======== Document

RE: [PATCH] drm/amd/pm: Send message when resp status is 0xFC

"Quan, Evan" <Evan.Quan@xxxxxxx> · Tue, 8 Mar 2022 06:56:59 +0000

[Public]

Sorry for missing this. Busy with new asic bringup.
Let's adopt this for now and we can revise it later if we do see some corner case.
Reviewed-by: Evan Quan <evan.quan@xxxxxxx>

Thanks,
Evan
> -----Original Message-----
> From: Lazar, Lijo <Lijo.Lazar@xxxxxxx>
> Sent: Tuesday, March 8, 2022 1:58 PM
> To: Quan, Evan <Evan.Quan@xxxxxxx>; amd-gfx@xxxxxxxxxxxxxxxxxxxxx
> Cc: Zhang, Hawking <Hawking.Zhang@xxxxxxx>; Deucher, Alexander
> <Alexander.Deucher@xxxxxxx>; Wang, Yang(Kevin)
> <KevinYang.Wang@xxxxxxx>
> Subject: RE: [PATCH] drm/amd/pm: Send message when resp status is 0xFC
> 
> [Public]
> 
> Hi Evan,
> 
> Any comments on this?
> 
> Thanks,
> Lijo
> 
> -----Original Message-----
> From: Lazar, Lijo
> Sent: Friday, February 25, 2022 7:30 PM
> To: Quan, Evan <Evan.Quan@xxxxxxx>; amd-gfx@xxxxxxxxxxxxxxxxxxxxx
> Cc: Zhang, Hawking <Hawking.Zhang@xxxxxxx>; Deucher, Alexander
> <Alexander.Deucher@xxxxxxx>; Wang, Yang(Kevin)
> <KevinYang.Wang@xxxxxxx>
> Subject: Re: [PATCH] drm/amd/pm: Send message when resp status is 0xFC
> 
> 
> 
> On 2/25/2022 6:33 PM, Quan, Evan wrote:
> > [AMD Official Use Only]
> >
> >
> >
> >> -----Original Message-----
> >> From: Lazar, Lijo <Lijo.Lazar@xxxxxxx>
> >> Sent: Friday, February 25, 2022 3:43 PM
> >> To: Quan, Evan <Evan.Quan@xxxxxxx>; amd-gfx@xxxxxxxxxxxxxxxxxxxxx
> >> Cc: Zhang, Hawking <Hawking.Zhang@xxxxxxx>; Deucher, Alexander
> >> <Alexander.Deucher@xxxxxxx>; Wang, Yang(Kevin)
> >> <KevinYang.Wang@xxxxxxx>
> >> Subject: Re: [PATCH] drm/amd/pm: Send message when resp status is
> >> 0xFC
> >>
> >>
> >>
> >> On 2/25/2022 1:02 PM, Quan, Evan wrote:
> >>> [AMD Official Use Only]
> >>>
> >>>
> >>>
> >>>> -----Original Message-----
> >>>> From: Lazar, Lijo <Lijo.Lazar@xxxxxxx>
> >>>> Sent: Friday, February 25, 2022 2:03 PM
> >>>> To: Quan, Evan <Evan.Quan@xxxxxxx>; amd-
> gfx@xxxxxxxxxxxxxxxxxxxxx
> >>>> Cc: Zhang, Hawking <Hawking.Zhang@xxxxxxx>; Deucher, Alexander
> >>>> <Alexander.Deucher@xxxxxxx>; Wang, Yang(Kevin)

================

- **Challenge A**
Decide whether each statement below agrees with the patch review thread, answering yes or no and quoting the words of the thread that settle it. (i) Evan Quan gave a Reviewed-by for the patch. (ii) The message asking "Any comments on this?" was sent on February 25, 2022. (iii) Evan Quan's reply asks for the patch to be revised before it is adopted.

======== Available records

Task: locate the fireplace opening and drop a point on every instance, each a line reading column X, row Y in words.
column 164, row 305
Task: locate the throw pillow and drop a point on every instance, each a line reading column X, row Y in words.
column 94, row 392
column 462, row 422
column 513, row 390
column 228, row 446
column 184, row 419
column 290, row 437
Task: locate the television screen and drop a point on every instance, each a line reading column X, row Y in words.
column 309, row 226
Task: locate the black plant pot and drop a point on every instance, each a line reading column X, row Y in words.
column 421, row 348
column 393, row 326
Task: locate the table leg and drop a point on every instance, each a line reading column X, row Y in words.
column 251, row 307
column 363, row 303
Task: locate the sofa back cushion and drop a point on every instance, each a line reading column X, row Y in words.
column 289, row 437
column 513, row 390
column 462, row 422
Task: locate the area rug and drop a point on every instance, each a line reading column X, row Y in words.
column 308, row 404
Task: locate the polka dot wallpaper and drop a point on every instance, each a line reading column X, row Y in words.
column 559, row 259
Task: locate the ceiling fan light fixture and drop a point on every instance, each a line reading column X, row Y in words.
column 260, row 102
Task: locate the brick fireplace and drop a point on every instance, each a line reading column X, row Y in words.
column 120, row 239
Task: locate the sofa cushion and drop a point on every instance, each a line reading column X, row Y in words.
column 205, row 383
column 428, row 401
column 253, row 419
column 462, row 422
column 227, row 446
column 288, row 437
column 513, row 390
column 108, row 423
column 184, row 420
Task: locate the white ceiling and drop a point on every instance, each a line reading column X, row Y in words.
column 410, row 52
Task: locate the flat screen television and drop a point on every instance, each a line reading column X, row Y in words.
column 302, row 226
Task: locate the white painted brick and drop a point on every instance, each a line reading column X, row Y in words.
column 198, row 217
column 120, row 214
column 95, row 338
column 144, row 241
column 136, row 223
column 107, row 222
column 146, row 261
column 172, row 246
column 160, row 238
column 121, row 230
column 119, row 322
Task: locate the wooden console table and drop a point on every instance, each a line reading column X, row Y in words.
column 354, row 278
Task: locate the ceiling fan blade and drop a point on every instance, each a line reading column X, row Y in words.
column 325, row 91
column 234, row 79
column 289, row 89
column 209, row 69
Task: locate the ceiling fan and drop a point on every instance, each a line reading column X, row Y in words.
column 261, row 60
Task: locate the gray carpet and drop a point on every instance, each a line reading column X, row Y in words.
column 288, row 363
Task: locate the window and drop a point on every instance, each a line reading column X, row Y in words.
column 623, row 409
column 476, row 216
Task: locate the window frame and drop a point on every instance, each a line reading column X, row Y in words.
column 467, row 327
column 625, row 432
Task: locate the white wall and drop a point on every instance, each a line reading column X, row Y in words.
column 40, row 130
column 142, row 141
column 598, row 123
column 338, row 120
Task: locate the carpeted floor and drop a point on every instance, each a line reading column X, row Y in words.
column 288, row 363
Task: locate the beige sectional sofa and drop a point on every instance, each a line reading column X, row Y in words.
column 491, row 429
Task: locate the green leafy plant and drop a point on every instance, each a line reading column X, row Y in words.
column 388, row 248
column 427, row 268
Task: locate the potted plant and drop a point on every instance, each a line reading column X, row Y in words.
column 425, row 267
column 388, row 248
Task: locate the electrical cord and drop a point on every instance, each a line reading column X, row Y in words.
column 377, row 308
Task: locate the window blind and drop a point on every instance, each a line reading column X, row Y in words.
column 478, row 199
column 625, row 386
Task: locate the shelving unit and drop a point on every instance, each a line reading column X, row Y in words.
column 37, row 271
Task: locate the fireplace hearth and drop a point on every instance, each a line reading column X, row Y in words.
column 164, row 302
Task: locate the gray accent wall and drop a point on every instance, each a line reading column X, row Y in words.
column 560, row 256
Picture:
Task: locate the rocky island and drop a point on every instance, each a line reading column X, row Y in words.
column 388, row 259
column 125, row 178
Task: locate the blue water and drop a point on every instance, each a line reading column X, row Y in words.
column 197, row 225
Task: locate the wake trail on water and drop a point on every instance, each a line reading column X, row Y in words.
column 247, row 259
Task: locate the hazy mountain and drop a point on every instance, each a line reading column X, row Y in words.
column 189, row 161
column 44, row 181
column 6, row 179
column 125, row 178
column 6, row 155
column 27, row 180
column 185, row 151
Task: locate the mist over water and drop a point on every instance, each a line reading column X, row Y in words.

================

- **Challenge B**
From the records, output as a JSON list of strings the lines that start at the line containing "Task: locate the electrical" and end after the line containing "column 625, row 386", one string per line, omitting blank lines.

- **Exercise output A**
(i) Yes: "Reviewed-by: Evan Quan <evan.quan@xxxxxxx>"
(ii) No: "Sent: Tuesday, March 8, 2022 1:58 PM"
(iii) No: "Let's adopt this for now and we can revise it later if we do see some corner case."

- **Exercise output B**
[
  "Task: locate the electrical cord and drop a point on every instance, each a line reading column X, row Y in words.",
  "column 377, row 308",
  "Task: locate the window blind and drop a point on every instance, each a line reading column X, row Y in words.",
  "column 478, row 199",
  "column 625, row 386"
]